_Quoted text_:
• • • •
Graduates from CEDH work in a wide variety of positions, from community-based organizations such as the East Los Angeles Community Corporation, the Los Angeles Alliance for a New Economy, and Trust South LA; to non-profit and commercial housing developers such as Esperanza Housing Corp., Creative Housing Associates., and Community Dynamics; to public sector agencies such as LA City Housing and Community Investment Dept., the LA Mayor’s Office, and the Los Angeles County Community Development Commission; to labor unions such as UNITE HERE!, the Service Employees International Union, Building Trades, and the AFL-CIO LA; and private sector organizations with community planning interests such as Community Corporation of Santa Monica, Chase Community Development Lending and Estolano, LeSar, and Perez Advisors LLC.

In addition to interning at many of the organizations listed above, CEDH students have also recently completed internships with the Bus Riders Union, California Calls, Food Chain Workers Alliance, Little Tokyo Service Center, Unión de Vecinos, and Venice Community Housing.

Stream Descriptions

In order to guide their study, CEDH students select one of two streams of study; Housing or Economic Development.

Housing
This stream offers the opportunity to explore innovative policy approaches to housing – particularly in nonprofit housing development – while learning the traditional tools of housing policy and planning. Current housing issues are assessed against a historical background of goals and effectiveness in improving housing outcomes, as well as the secondary impacts of housing policies and their connections to local economic development. The analysis casts a critical eye at understanding opportunities for building coalitions among low-income tenants, community-based organizations, and development professionals, as well as links to organizing among labor, women, and social service providers. The real estate methods provide a thorough grounding in current practice with an emphasis on affordable multifamily development. Many courses draw on international examples as well as domestic.

Economic Development
This stream offers classes and projects that explore the theories and methods of community economic development, focusing on jobs, business development, and livelihoods. Community economic development encompasses business development, workforce development and skills, job improvement strategies, and finance mechanisms. The community focus and interest in working with people at a local scale, often in ways that involve community participation or organizing, are defining aspects of this stream.
• • • •
_Required task A_: According to the CEDH program text, what kind of development do the real estate methods in the Housing stream emphasize?
_Required task B_: Write the next part of the CEDH program text, picking up after its final sentence.
The lines that come next have no connection to the CEDH program text.

_Information supplied_:
• • • •
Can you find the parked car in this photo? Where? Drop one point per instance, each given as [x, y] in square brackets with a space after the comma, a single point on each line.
• • • •
_Result A_: Affordable multifamily development.

_Result B_:
Area of Concentration Requirements

In addition to the core Urban Planning courses, students in CEDH are required to take five courses plus the CEDH urbanization requirement:

Urbanization Requirement UP 242 Poverty & Inequality

Students must choose the Housing Stream or the Economic Development Stream. Listed below are the three required core courses for each stream. Students must also take two electives to be chosen from any category or set of categories.

CEDH Core (required) UP 283 Community Research and Organizing
Housing Core* UP M275 Community Development and Housing Policies OR
UP 229-2 Housing Markets and Policy

UP 280 Affordable Housing Development

Or
ED Core* UP 271 Community Economic Development (will be offered 2017-18, approved substitute is 271B Labor and Economic Development)

UP 237A Sectoral Analysis

Electives (choose two or more from any category below)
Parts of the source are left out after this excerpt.